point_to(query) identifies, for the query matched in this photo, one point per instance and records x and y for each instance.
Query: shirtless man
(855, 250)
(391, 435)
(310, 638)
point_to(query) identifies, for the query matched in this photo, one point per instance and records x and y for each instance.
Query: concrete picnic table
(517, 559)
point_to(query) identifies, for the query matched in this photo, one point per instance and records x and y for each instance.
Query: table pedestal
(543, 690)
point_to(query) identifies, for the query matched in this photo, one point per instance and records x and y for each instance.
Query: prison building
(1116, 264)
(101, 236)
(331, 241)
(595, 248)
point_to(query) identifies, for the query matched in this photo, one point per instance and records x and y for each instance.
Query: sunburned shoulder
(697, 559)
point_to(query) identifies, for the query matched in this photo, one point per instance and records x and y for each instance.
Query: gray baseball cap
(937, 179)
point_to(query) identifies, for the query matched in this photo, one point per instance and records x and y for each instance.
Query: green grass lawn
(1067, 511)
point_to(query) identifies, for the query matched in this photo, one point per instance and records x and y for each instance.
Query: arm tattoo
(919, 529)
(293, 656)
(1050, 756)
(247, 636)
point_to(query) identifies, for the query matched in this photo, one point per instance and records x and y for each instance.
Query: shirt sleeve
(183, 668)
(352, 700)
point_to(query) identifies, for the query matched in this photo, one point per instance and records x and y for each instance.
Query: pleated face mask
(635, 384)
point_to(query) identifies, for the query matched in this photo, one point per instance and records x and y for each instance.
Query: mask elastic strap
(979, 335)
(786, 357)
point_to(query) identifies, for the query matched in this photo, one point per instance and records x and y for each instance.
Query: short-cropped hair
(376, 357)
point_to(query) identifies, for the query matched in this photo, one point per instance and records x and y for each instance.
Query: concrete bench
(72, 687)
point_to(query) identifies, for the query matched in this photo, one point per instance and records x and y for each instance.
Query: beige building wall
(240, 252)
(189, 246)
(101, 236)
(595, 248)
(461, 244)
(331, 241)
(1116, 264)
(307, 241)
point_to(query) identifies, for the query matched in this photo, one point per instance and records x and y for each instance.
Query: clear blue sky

________________________________________

-- Directions --
What is wanted is the full set of entries above, reproduced exactly.

-- Task output --
point_to(query) identifies, for the query matched in this photo, one point per instance and records x and y for each instance.
Query: shirtless man
(855, 250)
(391, 435)
(310, 638)
point_to(query) identifies, for the query matched in this photo, one point per instance and records x and y for each instance.
Query: concrete picnic table
(517, 559)
point_to(query) identifies, for the query matched in this photo, one point per instance and records x and y for each instance.
Query: table pedestal
(543, 690)
point_to(query) identifies, for the query matched in this photo, one point per instance and records x and y for each instance.
Query: prison building
(1116, 264)
(101, 236)
(331, 241)
(595, 248)
point_to(query) identifies, for the query matched in this photo, one point per instance and records x and y for each instance.
Query: sunburned shoulder
(697, 559)
point_to(query) identifies, for the query matched in this photo, one point per instance and records x and y for each instance.
Query: gray baseball cap
(937, 179)
point_to(query) identifies, for the query matched in this photo, one point per instance and records x and y for each instance.
Query: green grass lawn
(1067, 511)
point_to(query) identifies, for the query matched in this photo, one point per instance and records x and y for each instance.
Query: arm tattoo
(919, 529)
(293, 656)
(1050, 756)
(247, 636)
point_to(query) identifies, for the query matched in this photo, one point per instance and records x and y for each instance.
Query: shirt sleeve
(183, 668)
(352, 700)
point_to(query) identifies, for the query matched in this photo, one point per instance and records x and y for each instance.
Query: pleated face mask
(635, 384)
point_to(query) identifies, for the query matched in this photo, one point per instance and records x and y for each instance.
Query: mask elastic strap
(979, 335)
(786, 357)
point_to(query) identifies, for the query matched in this photo, one point per instance and records x and y for each instance.
Query: short-cropped hair
(376, 357)
point_to(query) identifies, for the query matched in this photo, one point per instance and records x and y for each instance.
Query: concrete bench
(72, 687)
point_to(query) identifies, for the query matched in this photo, one point per instance and records x and y for each instance.
Query: beige building wall
(240, 252)
(189, 246)
(101, 236)
(595, 248)
(461, 244)
(331, 241)
(1116, 264)
(307, 241)
point_to(query) identifies, for the query matched in this photo, one point per instance and records x and y for each instance.
Query: clear blue sky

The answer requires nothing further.